+++ RECORDS SHOWN +++
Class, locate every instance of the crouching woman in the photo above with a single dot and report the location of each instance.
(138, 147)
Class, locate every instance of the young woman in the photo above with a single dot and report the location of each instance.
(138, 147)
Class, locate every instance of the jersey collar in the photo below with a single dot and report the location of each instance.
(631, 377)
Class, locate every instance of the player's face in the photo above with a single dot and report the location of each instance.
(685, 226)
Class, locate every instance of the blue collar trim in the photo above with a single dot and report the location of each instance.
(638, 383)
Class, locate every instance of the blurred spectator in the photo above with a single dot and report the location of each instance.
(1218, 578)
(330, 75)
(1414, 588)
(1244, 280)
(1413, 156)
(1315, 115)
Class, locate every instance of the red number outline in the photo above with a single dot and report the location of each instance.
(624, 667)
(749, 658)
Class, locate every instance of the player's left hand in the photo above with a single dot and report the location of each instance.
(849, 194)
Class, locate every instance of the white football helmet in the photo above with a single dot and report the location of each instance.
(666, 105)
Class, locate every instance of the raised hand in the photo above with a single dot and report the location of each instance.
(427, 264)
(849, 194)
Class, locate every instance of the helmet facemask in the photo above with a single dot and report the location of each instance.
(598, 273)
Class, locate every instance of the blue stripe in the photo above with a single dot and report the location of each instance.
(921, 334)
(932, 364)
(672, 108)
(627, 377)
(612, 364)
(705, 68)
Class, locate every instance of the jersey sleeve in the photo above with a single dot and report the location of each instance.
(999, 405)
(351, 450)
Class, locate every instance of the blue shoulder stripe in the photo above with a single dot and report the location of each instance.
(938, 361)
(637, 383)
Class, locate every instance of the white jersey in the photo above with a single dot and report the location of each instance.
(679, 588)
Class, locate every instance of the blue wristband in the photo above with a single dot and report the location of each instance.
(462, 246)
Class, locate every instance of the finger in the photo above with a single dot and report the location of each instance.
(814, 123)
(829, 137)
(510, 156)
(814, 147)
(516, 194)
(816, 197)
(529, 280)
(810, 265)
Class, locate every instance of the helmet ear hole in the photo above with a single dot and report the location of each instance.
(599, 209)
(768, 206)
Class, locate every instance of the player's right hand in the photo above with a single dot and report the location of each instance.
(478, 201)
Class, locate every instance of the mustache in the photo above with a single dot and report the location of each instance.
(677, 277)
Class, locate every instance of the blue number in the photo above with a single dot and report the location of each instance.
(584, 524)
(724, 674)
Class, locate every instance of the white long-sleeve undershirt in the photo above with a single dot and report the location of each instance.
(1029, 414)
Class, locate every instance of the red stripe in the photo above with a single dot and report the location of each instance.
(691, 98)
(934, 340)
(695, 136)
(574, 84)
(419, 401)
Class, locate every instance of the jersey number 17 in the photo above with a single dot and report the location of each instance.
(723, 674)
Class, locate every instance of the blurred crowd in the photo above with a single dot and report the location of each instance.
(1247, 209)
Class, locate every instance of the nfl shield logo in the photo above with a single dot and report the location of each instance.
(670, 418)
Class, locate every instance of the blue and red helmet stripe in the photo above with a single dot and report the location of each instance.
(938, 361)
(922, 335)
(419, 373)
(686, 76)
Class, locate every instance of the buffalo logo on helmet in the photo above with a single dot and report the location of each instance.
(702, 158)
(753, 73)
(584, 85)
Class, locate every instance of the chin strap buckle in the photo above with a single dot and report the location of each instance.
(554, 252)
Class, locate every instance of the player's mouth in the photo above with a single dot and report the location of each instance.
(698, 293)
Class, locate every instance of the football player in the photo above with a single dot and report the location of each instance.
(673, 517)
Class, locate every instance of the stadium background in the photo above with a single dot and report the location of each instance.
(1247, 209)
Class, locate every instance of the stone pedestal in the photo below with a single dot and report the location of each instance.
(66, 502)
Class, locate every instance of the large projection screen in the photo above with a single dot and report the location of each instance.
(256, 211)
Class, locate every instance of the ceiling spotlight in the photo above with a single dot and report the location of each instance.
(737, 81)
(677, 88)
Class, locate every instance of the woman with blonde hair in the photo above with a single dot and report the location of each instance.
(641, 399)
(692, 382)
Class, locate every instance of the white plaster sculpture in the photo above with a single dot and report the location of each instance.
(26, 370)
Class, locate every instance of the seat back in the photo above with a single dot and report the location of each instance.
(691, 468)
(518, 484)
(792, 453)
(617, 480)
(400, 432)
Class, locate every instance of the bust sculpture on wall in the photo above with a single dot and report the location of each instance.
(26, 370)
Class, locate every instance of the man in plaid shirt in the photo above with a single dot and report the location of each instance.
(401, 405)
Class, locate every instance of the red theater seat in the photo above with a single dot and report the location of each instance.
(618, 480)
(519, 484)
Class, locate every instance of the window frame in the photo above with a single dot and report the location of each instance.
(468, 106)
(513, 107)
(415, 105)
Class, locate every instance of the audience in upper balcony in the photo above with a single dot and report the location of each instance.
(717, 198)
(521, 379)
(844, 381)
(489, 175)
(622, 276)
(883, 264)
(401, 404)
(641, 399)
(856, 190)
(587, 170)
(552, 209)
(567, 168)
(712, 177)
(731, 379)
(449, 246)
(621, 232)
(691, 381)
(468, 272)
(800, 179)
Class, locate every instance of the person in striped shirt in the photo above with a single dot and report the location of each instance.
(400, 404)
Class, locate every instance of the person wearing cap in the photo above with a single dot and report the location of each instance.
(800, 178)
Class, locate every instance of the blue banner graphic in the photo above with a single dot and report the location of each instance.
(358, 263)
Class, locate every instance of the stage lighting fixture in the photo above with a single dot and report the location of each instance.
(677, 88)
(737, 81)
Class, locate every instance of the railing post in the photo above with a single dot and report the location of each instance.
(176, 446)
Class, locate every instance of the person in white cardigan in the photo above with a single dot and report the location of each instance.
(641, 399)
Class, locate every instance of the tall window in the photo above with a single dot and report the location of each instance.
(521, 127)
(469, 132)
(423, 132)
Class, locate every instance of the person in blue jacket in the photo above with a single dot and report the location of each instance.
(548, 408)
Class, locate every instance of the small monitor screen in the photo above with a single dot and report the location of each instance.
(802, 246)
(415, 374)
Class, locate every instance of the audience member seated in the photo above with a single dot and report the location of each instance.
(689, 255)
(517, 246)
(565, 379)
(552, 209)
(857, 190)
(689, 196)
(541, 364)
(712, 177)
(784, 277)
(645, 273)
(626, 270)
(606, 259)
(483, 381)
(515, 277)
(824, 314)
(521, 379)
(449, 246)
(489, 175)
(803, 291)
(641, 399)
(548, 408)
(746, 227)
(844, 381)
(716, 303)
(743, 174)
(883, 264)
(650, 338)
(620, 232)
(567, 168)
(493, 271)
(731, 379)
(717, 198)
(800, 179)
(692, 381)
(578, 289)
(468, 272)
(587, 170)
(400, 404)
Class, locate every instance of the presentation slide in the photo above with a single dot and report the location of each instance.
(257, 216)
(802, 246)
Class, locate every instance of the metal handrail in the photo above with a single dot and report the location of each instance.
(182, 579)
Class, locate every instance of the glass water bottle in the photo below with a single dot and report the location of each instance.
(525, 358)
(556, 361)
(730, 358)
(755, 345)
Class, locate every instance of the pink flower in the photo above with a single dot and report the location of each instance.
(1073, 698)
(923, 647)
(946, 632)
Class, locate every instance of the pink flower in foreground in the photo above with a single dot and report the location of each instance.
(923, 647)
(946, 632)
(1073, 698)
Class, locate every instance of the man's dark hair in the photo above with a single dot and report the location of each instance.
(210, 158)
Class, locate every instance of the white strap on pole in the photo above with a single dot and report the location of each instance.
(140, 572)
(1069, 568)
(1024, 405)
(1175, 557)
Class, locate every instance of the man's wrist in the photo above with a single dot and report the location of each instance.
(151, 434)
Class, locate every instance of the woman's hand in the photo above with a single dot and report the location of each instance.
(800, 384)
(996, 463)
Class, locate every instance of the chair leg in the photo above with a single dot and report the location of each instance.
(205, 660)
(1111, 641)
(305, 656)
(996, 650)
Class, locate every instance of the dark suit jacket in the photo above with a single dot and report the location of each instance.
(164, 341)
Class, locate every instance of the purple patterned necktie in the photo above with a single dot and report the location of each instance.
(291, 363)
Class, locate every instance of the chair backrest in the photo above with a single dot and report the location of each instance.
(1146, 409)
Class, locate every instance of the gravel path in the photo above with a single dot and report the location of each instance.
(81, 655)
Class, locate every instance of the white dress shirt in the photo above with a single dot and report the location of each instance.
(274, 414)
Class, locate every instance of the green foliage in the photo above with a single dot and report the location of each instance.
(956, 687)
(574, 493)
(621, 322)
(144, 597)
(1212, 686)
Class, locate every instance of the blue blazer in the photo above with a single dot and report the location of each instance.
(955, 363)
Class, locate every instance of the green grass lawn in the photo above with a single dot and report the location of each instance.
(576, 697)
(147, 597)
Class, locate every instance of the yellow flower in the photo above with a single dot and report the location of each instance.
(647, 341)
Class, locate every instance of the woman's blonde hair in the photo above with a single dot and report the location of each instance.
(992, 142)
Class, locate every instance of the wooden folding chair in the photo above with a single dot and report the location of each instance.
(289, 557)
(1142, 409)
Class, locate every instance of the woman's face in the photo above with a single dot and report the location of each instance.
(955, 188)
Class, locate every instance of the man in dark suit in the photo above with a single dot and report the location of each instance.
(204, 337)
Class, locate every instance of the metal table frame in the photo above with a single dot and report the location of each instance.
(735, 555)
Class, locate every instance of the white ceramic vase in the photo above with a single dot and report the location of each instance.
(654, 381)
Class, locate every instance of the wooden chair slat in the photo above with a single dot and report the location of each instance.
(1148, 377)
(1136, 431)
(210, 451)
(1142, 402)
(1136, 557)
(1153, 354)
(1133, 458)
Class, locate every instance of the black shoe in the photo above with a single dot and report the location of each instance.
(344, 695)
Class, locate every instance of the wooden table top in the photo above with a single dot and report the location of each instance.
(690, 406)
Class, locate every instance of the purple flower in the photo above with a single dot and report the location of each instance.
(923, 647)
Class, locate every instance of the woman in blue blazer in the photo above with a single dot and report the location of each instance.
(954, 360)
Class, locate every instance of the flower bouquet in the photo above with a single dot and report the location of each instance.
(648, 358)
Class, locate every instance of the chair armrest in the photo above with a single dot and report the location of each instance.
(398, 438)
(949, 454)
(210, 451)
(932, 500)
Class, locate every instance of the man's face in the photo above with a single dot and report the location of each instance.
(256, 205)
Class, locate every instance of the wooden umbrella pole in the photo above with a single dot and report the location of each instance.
+++
### TASK REQUIREMENTS:
Copy out, unchanged, the part of the data above that opens with the line containing "Class, locate every instance of the presentation" and closes with the line containing "(1175, 557)", including both of those lines.

### EXERCISE RESPONSE:
Class, locate every instance of the presentation slide in the photo above with a single dot and report the location of each instance.
(257, 216)
(802, 246)
Class, locate every instance of the metal handrail in the photo above with a single dot and report the location of each instance.
(182, 579)
Class, locate every instance of the glass water bottle in the photo below with a single dot and report the location of each instance.
(525, 358)
(556, 361)
(730, 358)
(755, 345)
Class, locate every instance of the pink flower in the photo above with a single dot and report the location of each instance.
(1073, 698)
(923, 647)
(946, 632)
Class, locate every instance of the pink flower in foreground in the photo above with a single dot and report the location of each instance.
(923, 647)
(946, 632)
(1073, 698)
Class, locate every instance of the man's dark hair in the photo above with a single dot and report the location of each instance.
(210, 158)
Class, locate every instance of the white strap on pole in the photo above with a single dot and report the location of each instance.
(140, 572)
(1069, 568)
(1024, 405)
(1175, 557)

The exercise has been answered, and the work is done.